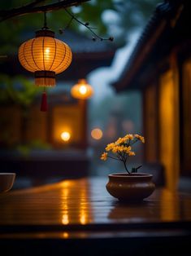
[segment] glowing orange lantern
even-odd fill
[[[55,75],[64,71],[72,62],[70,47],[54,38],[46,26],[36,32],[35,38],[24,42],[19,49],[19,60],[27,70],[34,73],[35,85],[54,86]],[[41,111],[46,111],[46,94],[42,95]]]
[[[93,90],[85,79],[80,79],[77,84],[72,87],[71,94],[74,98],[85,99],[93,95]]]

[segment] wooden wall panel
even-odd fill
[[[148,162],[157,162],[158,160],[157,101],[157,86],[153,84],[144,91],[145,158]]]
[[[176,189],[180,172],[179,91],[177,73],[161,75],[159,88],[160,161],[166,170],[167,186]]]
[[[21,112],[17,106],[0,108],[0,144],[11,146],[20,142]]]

==

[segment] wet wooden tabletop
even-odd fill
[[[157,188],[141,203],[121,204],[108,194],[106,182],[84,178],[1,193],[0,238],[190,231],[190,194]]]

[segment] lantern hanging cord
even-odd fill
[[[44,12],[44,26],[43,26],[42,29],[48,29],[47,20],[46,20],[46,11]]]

* * *

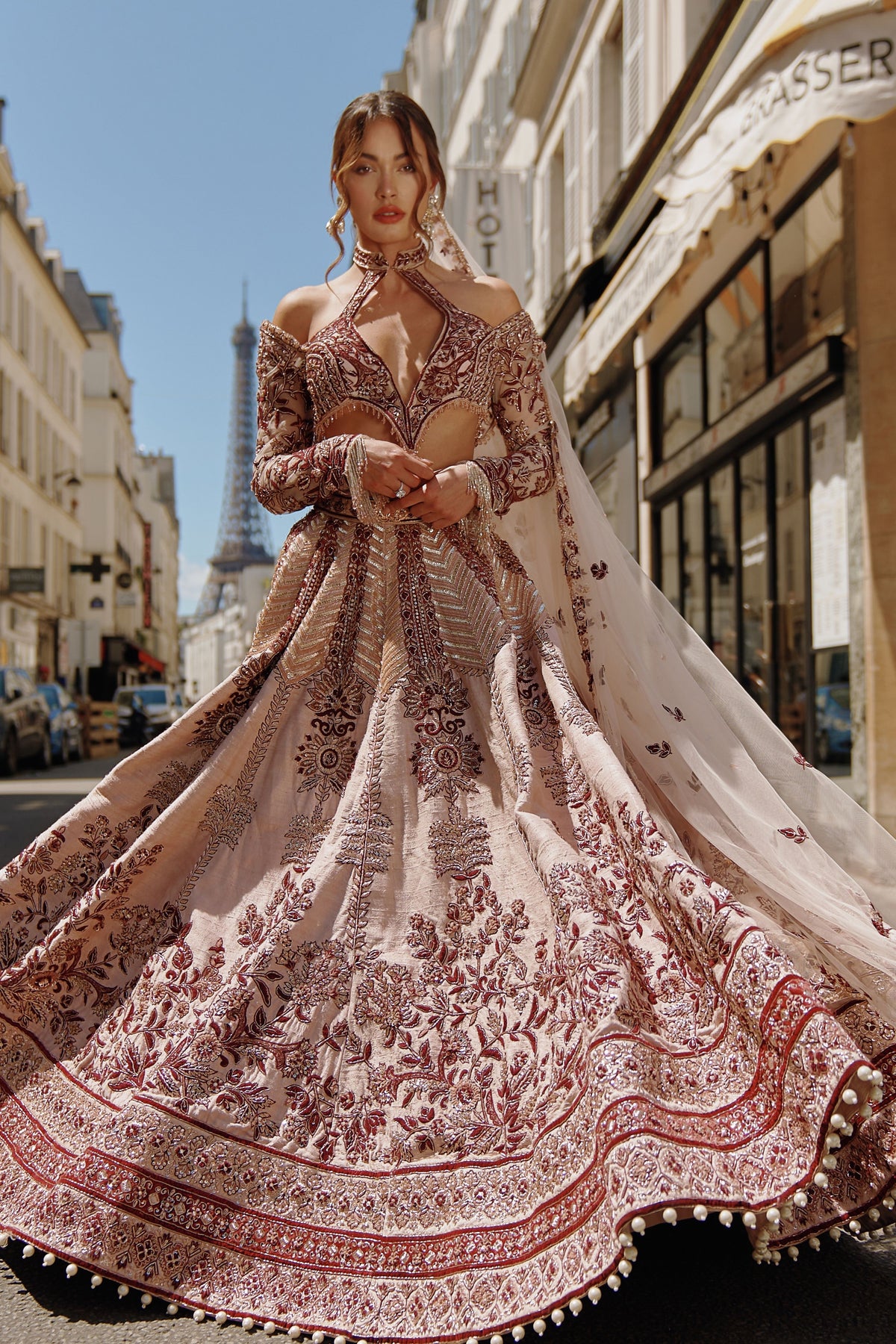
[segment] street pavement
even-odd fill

= 요구 사항 =
"[segment] glowing orange lantern"라는 내용이 있는 줄부터 "[[[21,112],[17,106],[0,108],[0,144],[11,146],[20,142]]]"라는 내용이 있는 줄까지, 양 끝 줄을 포함해 모두 그대로 다시 쓰세요.

= 연습 답안 =
[segment] glowing orange lantern
even-odd fill
[[[55,75],[64,71],[72,62],[70,47],[54,38],[46,26],[36,32],[35,38],[24,42],[19,49],[19,60],[27,70],[34,73],[35,85],[54,86]],[[41,111],[46,111],[46,94],[42,95]]]
[[[93,90],[85,79],[80,79],[77,84],[72,87],[71,94],[74,98],[85,99],[93,95]]]

[segment] wooden wall panel
even-odd fill
[[[148,162],[157,162],[158,160],[157,101],[157,86],[153,84],[144,91],[145,158]]]
[[[176,189],[180,172],[179,91],[177,73],[161,75],[159,88],[160,161],[166,170],[167,186]]]
[[[21,112],[17,106],[0,108],[0,144],[11,146],[20,142]]]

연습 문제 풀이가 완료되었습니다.